(Data extracted from a collection)
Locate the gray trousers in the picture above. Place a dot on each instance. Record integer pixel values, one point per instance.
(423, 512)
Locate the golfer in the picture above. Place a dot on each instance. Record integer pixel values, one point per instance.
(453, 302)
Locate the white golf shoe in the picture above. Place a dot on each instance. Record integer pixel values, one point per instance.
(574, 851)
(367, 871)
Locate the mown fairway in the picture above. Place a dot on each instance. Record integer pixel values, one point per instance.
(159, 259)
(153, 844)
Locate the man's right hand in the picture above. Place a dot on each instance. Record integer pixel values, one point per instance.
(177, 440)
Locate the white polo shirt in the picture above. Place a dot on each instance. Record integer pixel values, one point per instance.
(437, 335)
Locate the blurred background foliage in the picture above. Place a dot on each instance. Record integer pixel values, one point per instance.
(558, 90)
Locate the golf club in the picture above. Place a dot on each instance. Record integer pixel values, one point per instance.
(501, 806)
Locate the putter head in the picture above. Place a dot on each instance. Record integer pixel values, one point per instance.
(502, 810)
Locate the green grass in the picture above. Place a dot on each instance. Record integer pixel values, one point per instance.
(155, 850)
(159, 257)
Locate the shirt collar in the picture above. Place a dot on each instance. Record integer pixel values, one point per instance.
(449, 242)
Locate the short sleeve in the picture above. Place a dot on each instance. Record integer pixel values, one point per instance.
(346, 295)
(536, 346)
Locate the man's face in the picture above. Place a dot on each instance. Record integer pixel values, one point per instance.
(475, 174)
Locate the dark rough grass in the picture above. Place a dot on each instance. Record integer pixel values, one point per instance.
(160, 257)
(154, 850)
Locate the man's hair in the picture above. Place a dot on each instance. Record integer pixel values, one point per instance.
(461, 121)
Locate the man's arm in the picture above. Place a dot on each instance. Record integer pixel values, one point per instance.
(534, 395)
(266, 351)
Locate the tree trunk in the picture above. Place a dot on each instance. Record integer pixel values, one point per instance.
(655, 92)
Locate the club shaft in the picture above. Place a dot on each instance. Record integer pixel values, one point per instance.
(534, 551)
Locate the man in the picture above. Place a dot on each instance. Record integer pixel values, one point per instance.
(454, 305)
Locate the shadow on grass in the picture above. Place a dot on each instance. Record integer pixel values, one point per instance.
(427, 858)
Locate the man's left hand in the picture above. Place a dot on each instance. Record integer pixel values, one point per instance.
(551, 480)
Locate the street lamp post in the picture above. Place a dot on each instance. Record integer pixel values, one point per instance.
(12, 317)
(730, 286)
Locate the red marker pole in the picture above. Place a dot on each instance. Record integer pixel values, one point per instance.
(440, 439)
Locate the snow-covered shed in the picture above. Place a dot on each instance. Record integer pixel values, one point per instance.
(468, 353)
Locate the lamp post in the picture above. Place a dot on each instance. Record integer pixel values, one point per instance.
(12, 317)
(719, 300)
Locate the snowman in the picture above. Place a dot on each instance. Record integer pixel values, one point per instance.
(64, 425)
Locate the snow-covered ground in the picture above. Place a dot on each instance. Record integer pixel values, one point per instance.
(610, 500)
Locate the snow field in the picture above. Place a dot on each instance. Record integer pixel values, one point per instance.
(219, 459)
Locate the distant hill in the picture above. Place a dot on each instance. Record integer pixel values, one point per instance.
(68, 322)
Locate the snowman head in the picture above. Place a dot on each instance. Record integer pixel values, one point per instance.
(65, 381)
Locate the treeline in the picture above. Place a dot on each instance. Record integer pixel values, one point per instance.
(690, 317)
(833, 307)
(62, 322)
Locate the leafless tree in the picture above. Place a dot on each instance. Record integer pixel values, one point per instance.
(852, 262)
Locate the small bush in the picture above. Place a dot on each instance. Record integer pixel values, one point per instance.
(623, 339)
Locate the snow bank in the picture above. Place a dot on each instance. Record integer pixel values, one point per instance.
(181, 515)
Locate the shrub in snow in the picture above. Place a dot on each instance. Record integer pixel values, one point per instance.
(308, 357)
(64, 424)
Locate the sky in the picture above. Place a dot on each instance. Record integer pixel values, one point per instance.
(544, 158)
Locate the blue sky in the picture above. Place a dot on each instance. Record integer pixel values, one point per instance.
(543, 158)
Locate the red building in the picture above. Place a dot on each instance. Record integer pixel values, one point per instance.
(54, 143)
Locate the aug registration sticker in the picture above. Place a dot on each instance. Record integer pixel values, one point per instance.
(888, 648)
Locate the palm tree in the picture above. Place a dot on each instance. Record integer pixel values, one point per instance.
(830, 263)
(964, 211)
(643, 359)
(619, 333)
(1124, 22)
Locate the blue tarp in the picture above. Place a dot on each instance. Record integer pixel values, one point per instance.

## [THE TASK]
Nothing but the lines from the line with "Locate the blue sky" to the last line of the listing above should appear; please retype them exactly, both ends included.

## [TASK RESPONSE]
Locate the blue sky in the picture above. Place a dot on each instance. Record integer pixel values, one point per instance.
(543, 158)
Locate the red building in the picture above. Place a dot on each instance. Record integer pixel values, one point per instance.
(54, 143)
Locate the aug registration sticker in the picture above. Place a dot on each instance. Record integer pixel values, one point per instance.
(888, 648)
Locate the palm tree in the picture above. Place a dot on each instance. Record integer pixel values, one point per instance.
(830, 263)
(964, 211)
(643, 359)
(619, 333)
(1124, 22)
Locate the blue tarp in the picture above. Place a dot on each instance. Record integer pixel values, one point per instance.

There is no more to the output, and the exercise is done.